Cur"rent (k?r"rent), a. [OE.
currant, OF. curant, corant, p. pr. of
curre, corre, F. courre, courir, to
run, from L. currere; perh. akin to E. horse. Cf.
Course, Concur, Courant, Coranto.]
1. Running or moving rapidly.
[Archaic]
Like the current fire, that renneth
Upon a cord.
Gower.
To chase a creature that was current
then
In these wild woods, the hart with golden horns.
Tennyson.
2. Now passing, as time; as, the
current month.
3. Passing from person to person, or from
hand to hand; circulating through the community; generally
received; common; as, a current coin; a current
report; current history.
That there was current money in Abraham's
time is past doubt.
Arbuthnot.
Your fire-new stamp of honor is scarce
current.
Shak.
His current value, which is less or more as
men have occasion for him.
Grew.
4. Commonly estimated or
acknowledged.
5. Fitted for general acceptance or
circulation; authentic; passable.
O Buckingham, now do I play the touch
To try if thou be current gold indeed.
Shak.
Account current. See under
Account. -- Current money,
lawful money. Abbott.
Cur"rent, n. [Cf. F.
courant. See Current, a. ]
1. A flowing or passing; onward motion.
══════════
▸ Prompt 1
Please change "instance" to "occurrence" in the listing, starting with the line that contains "TARGET = wide stone step" and going on through the end of the listing. Return only those lines, with everything else unchanged.
The listing has no connection to the dictionary entry for the word "current."

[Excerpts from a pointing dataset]
══════════
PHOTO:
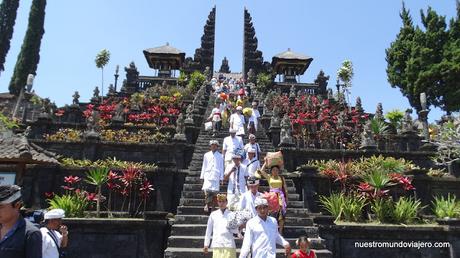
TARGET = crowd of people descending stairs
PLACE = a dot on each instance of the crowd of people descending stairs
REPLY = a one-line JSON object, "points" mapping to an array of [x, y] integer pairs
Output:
{"points": [[231, 174]]}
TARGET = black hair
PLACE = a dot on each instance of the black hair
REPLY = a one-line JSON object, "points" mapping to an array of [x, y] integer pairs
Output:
{"points": [[275, 166], [302, 239]]}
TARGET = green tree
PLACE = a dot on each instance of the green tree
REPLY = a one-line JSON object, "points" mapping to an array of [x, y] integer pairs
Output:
{"points": [[29, 56], [8, 11], [427, 60], [102, 59]]}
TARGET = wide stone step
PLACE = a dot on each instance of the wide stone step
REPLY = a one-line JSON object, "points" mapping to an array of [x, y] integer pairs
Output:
{"points": [[198, 210], [200, 195], [195, 179], [179, 252], [200, 229], [197, 187], [200, 202], [194, 241], [203, 219]]}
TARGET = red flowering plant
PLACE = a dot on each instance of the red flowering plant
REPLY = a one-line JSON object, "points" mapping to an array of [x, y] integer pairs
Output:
{"points": [[332, 125]]}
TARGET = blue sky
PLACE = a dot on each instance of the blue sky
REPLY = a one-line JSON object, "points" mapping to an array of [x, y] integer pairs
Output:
{"points": [[329, 31]]}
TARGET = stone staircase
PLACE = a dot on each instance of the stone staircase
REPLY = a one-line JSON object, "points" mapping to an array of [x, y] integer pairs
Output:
══════════
▸ Prompt 2
Extend the dictionary entry for the word "current" beyond its last line.

▸ Result 1
TARGET = wide stone step
PLACE = a dot on each occurrence of the wide stone step
REPLY = a one-line JSON object, "points" mapping to an array of [x, y] integer pairs
Output:
{"points": [[198, 210], [200, 195], [195, 179], [179, 252], [200, 229], [197, 187], [200, 202], [194, 241], [203, 219]]}
TARGET = red flowering plant
PLACE = a dot on each occurrence of the red flowering plant
REPLY = a one-line JSON object, "points" mapping to an array of [x, y] integer pairs
Output:
{"points": [[332, 125]]}
TARGET = blue sky
PLACE = a dot on each occurrence of the blue sky
REPLY = a one-line JSON object, "points" mapping to an array of [x, y] integer pairs
Output:
{"points": [[329, 31]]}
TARGET = stone staircase
PLACE = a dot on each occurrence of the stone staircase
REPLY = a one-line JSON object, "points" mapping to an array of [x, y] integer pairs
Output:

▸ Result 2
Hence: A body of fluid moving continuously in a certain
direction; a stream; esp., the swiftest part of it; as, a
current of water or of air; that which resembles a stream
in motion; as, a current of electricity.
Two such silver currents, when they
join,
Do glorify the banks that bound them in.
Shak.
The surface of the ocean is furrowed by
currents, whose direction . . . the navigator should
know.
Nichol.
2. General course; ordinary procedure;
progressive and connected movement; as, the current of
time, of events, of opinion, etc.
Current meter, an instrument for
measuring the velocity, force, etc., of currents. --
Current mill, a mill driven by a current
wheel. -- Current wheel, a wheel
dipping into the water and driven by the current of a stream or
by the ebb and flow of the tide.
Syn. -- Stream; course. See Stream.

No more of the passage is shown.